Request a =
In the listing, return everything from the line containing "Can you spot the white road" down to the line containing "x=125, y=135", with both of those lines included, copied verbatim.

Document extract =
-*-
7.  Returned Record Set Header

   What follows is a description of the anvl/erc returned record set
   encoding.  The first record is a header record of the form,

         set-start: WHO_GENERATED | WHAT_SET | WHEN_GENERATED
                    | WHERE_TO_RERUN
                    | HOW_TO_INTERPRET
         here: NUM_RETURNED_SET | START_POSITION | NUM_RESULT_SET
         results: RESULT_SET_URI                 <optional>
         error: FATAL_ERROR_MESSAGE              <optional>
         warning: CAUTIONARY_MESSAGE             <optional>

   where the upper-cased tokens will be replaced by server-supplied
   values.  Apart from the "set-start" element, which must appeart
   first, the other elements may appear in any order.  Just as for an
   ordinary record, a blank line ends a set header record.

   The last three element tags are optional.  If the "error" element is
   present, the supplied free-text message indicates a fatal error, and
   no usable returned records should be expected.  If the "warning"
   element is present, the supplied message indicates a non-fatal error,
   and usable records may be returned.



J. Kunze              7. Returned Record Set Header             [Page 9]


Internet Draft          THUMP Retrieval Protocol           February 2007


7.1.  "set-start" tag (required)

   The "set-start" element must be first in the record.  Its associated
   values are:

   WHO_GENERATED
       The name or URI of the organization generating the set.

   WHAT_GENERATED
       The origin of the set, which might be simply "THUMP 0.5" or
   perhaps the name of an including collection or database.

   WHEN_GENERATED
       The date in [TEMPER] format when the set was generated.

   WHERE_TO_RERUN
       A URI containing a THUMP request that can be used to rerun the
   originating request (although it need not be a verbatim copy of the
   original request), and with differing results not unexpected in cases
   where the underlying collection is evolving.

   HOW_TO_INTERPRET
       The URI of a document defining the semantics of the element tags
   used in the returned record set.

   Note that for WHERE_TO_RERUN, the server may mirror the original
   THUMP request or may include a revision instead to indicate name
   remapping, defaults, interpretations, and corrections.  An original
   request of

         find(vacuum tube)show(short)

   might come back "normalized", for example, as in

         find(vacuum%20tube)list(20|1)show(brief)


7.2.  "here" tag (required)

   The "here" element is required, and has the form,

         here: NUM_RETURNED_SET | START_POSITION | NUM_RESULT_SET

   Its associated values are:

   NUM_RETURNED_SET
       The number of records in this returned set matching the request.
   A 0 (zero) indicates that no records were returned.  If the result
   set is non-empty, the "results" tag may contain a URI that can be
   used as Key in subsequent THUMP requests.  The special composite
   number, "0_1" indicates a set consisting of exactly one internal



J. Kunze                          7.2.                         [Page 10]


Internet Draft          THUMP Retrieval Protocol           February 2007


   record fragment, with the final fragment indicated by "1_1".  By
   concatenating all the fragments in the correct order, the client can
   reconstruct the whole record.

   START_POSITION
       The starting position of the first returned record relative to
   result set.  If this number is 0 (zero), it indicates that the order
   of the returned records is undefined.  If this number has the special
   composite form, "S_F", it indicates the record number S and sequence
   number F of the one record fragment in the returned set.  The final
   fragment of a record is indicated when the server returns "1_1" for
   NUM_RETURNED_SET.
-*-
Request b =
Using the THUMP protocol draft excerpt, answer these:
(i) Which element must appear first in a set header record?
(ii) What ends a set header record?
(iii) What does a START_POSITION value of 0 (zero) indicate?

Data to use =
-*-
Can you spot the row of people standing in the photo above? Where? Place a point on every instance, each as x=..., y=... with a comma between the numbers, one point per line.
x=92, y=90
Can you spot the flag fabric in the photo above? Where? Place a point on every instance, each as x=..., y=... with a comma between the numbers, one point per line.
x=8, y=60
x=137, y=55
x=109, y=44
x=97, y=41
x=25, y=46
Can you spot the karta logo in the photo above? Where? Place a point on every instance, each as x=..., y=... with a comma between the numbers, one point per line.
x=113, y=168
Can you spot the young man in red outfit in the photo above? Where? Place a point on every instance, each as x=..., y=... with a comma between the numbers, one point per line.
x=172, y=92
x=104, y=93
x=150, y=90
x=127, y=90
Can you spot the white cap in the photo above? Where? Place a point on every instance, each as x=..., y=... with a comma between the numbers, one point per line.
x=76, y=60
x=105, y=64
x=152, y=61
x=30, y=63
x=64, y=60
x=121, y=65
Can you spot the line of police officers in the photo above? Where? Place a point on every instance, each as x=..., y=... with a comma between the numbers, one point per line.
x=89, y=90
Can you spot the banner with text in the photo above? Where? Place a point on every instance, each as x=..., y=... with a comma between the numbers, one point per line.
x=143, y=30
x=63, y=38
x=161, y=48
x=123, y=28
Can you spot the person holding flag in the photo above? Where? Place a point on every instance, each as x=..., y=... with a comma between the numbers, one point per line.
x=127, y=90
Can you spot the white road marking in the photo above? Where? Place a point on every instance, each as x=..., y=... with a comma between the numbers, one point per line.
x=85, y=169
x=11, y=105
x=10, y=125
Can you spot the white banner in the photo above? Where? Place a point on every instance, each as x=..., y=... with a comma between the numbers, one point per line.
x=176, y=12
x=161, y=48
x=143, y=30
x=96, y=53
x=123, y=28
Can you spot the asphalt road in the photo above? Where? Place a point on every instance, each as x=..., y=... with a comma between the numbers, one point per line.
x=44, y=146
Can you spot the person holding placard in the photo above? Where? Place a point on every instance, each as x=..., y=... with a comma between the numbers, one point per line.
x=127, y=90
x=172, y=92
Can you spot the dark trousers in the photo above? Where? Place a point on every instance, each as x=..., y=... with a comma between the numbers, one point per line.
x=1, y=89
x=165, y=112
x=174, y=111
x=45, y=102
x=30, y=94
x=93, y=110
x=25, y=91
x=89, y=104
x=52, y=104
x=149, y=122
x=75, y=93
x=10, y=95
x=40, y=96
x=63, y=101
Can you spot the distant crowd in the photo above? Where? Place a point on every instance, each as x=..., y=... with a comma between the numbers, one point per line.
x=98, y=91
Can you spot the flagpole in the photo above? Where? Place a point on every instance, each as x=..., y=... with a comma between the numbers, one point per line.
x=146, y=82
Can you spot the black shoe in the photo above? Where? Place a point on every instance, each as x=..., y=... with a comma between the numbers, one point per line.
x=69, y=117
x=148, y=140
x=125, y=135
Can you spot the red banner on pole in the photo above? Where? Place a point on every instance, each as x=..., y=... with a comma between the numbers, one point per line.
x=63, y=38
-*-
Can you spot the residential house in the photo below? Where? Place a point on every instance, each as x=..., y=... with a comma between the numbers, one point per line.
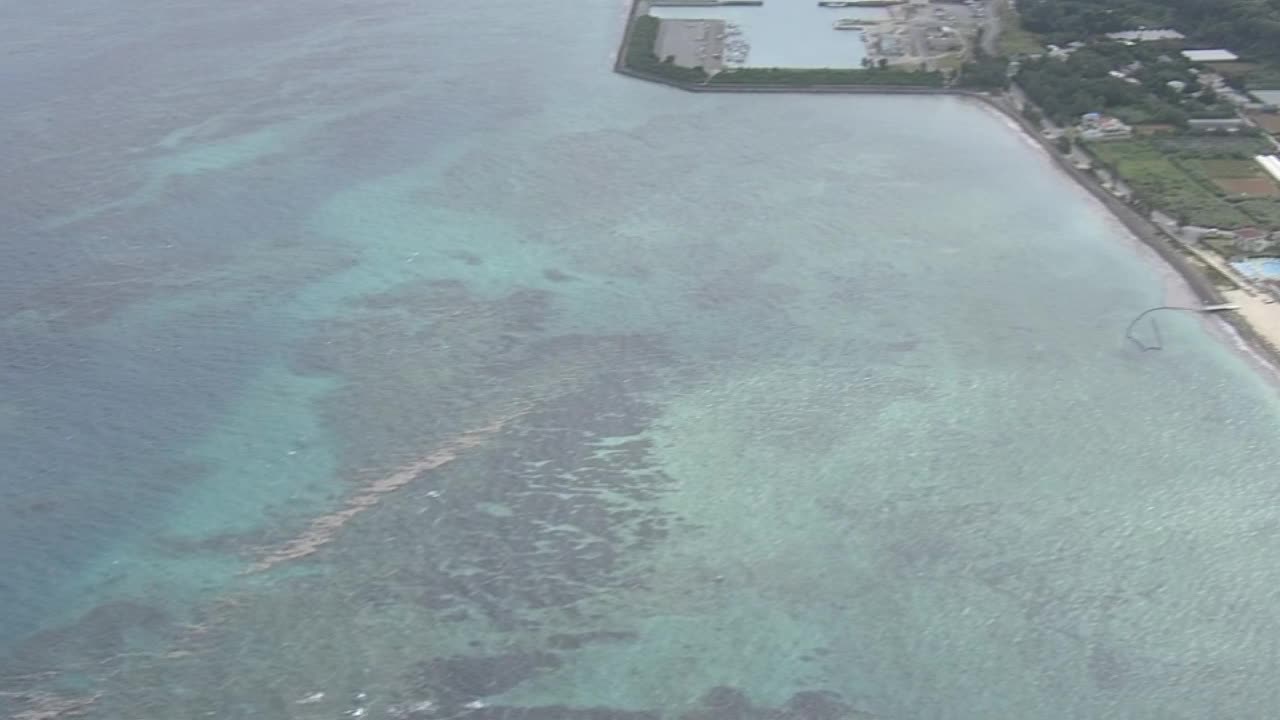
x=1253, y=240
-*-
Right answer a =
Can you spot the white road marking in the photo above? Where? Place a point on every instance, each as x=..., y=... with a comma between the numbers, one point per line.
x=85, y=169
x=11, y=105
x=10, y=125
Can you spot the white banner in the photo above? Where? Place a point on every instance, each as x=..., y=... with a comma between the numbers, one point per line.
x=176, y=12
x=161, y=48
x=143, y=30
x=96, y=53
x=123, y=28
Can you spot the asphalt road in the photo above? Where? Place a point on every instance, each as x=..., y=... with a comma between the numbers, one point per line.
x=44, y=146
Can you spot the person holding placard in the photo above? Where? Place a point on every instance, each as x=..., y=... with a comma between the numbers, one point per line.
x=127, y=90
x=172, y=92
Can you spot the dark trousers in the photo above? Where? Place a point on every instance, each as x=..., y=... with a comma between the numbers, one point per line.
x=1, y=89
x=165, y=112
x=174, y=111
x=45, y=102
x=30, y=94
x=93, y=110
x=25, y=91
x=89, y=104
x=52, y=104
x=149, y=122
x=75, y=93
x=10, y=95
x=40, y=96
x=63, y=101
Can you spot the distant crowd in the photo above? Where? Place a point on every instance, each as x=..., y=... with a comma between the numbers, one point per line.
x=98, y=91
Can you spot the flagpole in the photo above? Where? Place a point on every instance, each as x=..., y=... with a comma between the numbers, one point per line.
x=146, y=82
Can you spot the black shoe in the photo above? Where? Place a point on every instance, each as x=..., y=... with a comma between the numbers, one point per line.
x=69, y=117
x=148, y=140
x=125, y=135

Right answer b =
(i) The "set-start" element.
(ii) A blank line.
(iii) The order of the returned records is undefined.